__Tâche courte a__: Les affirmations suivantes concordent-elles avec le passage extrait : (i) Angela Merkel a proposé au dernier G8 de réguler les hedge funds ; (ii) le 20e siècle a été le passage des psychotechnologies aux psychotechniques ; (iii) le passage condamne les psychotechnologies ? Répondez par oui ou non pour chacune, en citant les mots décisifs du texte.

__Passage extrait__:
La culture du court terme qui détruit toute culture est en train de ruiner l’économie capitaliste. La crise boursière en est un effet. La spéculation, les médias, la télévision, la délinquance, l’école, l’université, l’organisation industrielle et le développement durable sont une même question : le soin. Angela Merkel au dernier G8 a proposé que l’on régule les Hedge funds : c’était avant la crise. L’Amérique de Bush s’y est opposée. Voilà les vraies questions.

- Le sarkosyzme est-il un gramscisme de droite ?

- La grand concept de Gramsci, c’est l’hégémonie culturelle. Pour Gramsci, la lutte politique est culturelle. Aujourd’hui nous sommes confrontés non pas à un vieux pouvoir disciplinaire et régi par l’Etat, ce que Foucault appelait le biopouvoir, mais à un psycho-pouvoir qui est celui du marketing. Le 20e siècle a été le passage des psychotechniques aux psychotechnologies. Qu’est-ce que la télévision, sinon une psychotechnologie ? En occident, les psychotechniques reposaient sur l’écriture, base de l’enseignement scolaire. Les psychotechnologies révolutionnent cette société de l’écriture, et c’est sur elles que reposent le pouvoir du marketing, la destruction de l’attention juvénile et le désamour des adultes.
Ne croyez pas que je condamne les psychotechnologies. C’est en écrivant que la philosophie s’est opposée à l’exploitation de l’écriture par les sophistes qui manipulaient les esprits. De nos jours, il faut mener une politique de régulation des psychotechnologies, et mettre celles-ci au cœur d’une bataille industrielle de l’intelligence. C’est un projet de société – en rupture avec un modèle industriel caduc et devenu toxique. Car ce qui produit l’excès de CO2 (et la délinquance juvénile), c’est d’abord la bêtise.

Extrait d’un jeu de données:

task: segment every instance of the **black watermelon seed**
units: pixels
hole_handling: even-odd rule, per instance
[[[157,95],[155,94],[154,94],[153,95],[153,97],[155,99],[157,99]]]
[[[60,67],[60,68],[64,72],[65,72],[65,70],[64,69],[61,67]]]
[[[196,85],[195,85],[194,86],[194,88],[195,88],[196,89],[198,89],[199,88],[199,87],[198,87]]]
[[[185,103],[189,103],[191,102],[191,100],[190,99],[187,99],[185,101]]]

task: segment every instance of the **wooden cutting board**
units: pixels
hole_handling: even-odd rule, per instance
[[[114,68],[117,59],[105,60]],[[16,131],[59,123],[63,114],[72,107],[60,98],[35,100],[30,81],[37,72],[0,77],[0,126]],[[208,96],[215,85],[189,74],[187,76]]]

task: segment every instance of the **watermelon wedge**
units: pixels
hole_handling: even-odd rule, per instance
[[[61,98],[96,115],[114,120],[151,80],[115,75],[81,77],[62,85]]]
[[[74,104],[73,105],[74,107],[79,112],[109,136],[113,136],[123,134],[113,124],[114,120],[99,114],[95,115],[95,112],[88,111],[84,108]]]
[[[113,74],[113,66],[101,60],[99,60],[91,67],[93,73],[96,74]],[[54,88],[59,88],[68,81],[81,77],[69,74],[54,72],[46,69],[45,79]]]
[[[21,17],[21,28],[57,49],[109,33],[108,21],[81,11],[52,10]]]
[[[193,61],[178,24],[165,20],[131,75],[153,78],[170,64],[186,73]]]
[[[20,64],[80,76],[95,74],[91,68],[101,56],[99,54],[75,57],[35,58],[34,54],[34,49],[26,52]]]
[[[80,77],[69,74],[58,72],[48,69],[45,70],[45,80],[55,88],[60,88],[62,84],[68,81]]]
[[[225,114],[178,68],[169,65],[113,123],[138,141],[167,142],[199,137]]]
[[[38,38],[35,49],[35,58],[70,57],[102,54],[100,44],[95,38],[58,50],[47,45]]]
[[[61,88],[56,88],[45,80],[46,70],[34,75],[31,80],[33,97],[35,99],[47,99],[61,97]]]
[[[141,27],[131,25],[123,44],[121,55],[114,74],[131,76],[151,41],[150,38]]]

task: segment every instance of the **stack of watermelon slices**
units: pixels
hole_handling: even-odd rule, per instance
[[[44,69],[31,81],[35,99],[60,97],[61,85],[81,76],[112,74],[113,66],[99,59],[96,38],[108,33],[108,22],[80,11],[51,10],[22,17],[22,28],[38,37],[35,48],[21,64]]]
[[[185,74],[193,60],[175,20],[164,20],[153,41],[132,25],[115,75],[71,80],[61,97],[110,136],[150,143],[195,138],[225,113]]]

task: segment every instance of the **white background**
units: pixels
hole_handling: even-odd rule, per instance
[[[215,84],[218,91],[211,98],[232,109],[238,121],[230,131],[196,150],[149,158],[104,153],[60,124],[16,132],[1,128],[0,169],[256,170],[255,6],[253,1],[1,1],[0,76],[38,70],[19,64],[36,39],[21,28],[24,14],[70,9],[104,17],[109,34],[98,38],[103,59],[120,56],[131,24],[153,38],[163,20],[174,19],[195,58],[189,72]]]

__Tâche courte b__: Exprimez sous forme de liste JSON de chaînes, une chaîne par ligne et sans les lignes vides, les lignes des rangées : commencez à la ligne qui contient « task: segment every instance of the **white » et arrêtez-vous à la fin des rangées.

__Résultat a__:
(i) Oui : « Angela Merkel au dernier G8 a proposé que l’on régule les Hedge funds ».
(ii) Non : « Le 20e siècle a été le passage des psychotechniques aux psychotechnologies ».
(iii) Non : « Ne croyez pas que je condamne les psychotechnologies ».

__Résultat b__:
[
  "task: segment every instance of the **white background**",
  "units: pixels",
  "hole_handling: even-odd rule, per instance",
  "[[[215,84],[218,91],[211,98],[232,109],[238,121],[230,131],[196,150],[149,158],[104,153],[60,124],[16,132],[1,128],[0,169],[256,170],[255,6],[253,1],[1,1],[0,76],[38,70],[19,64],[36,39],[21,28],[24,14],[70,9],[104,17],[109,34],[98,38],[103,59],[120,56],[131,24],[153,38],[163,20],[174,19],[195,58],[189,72]]]"
]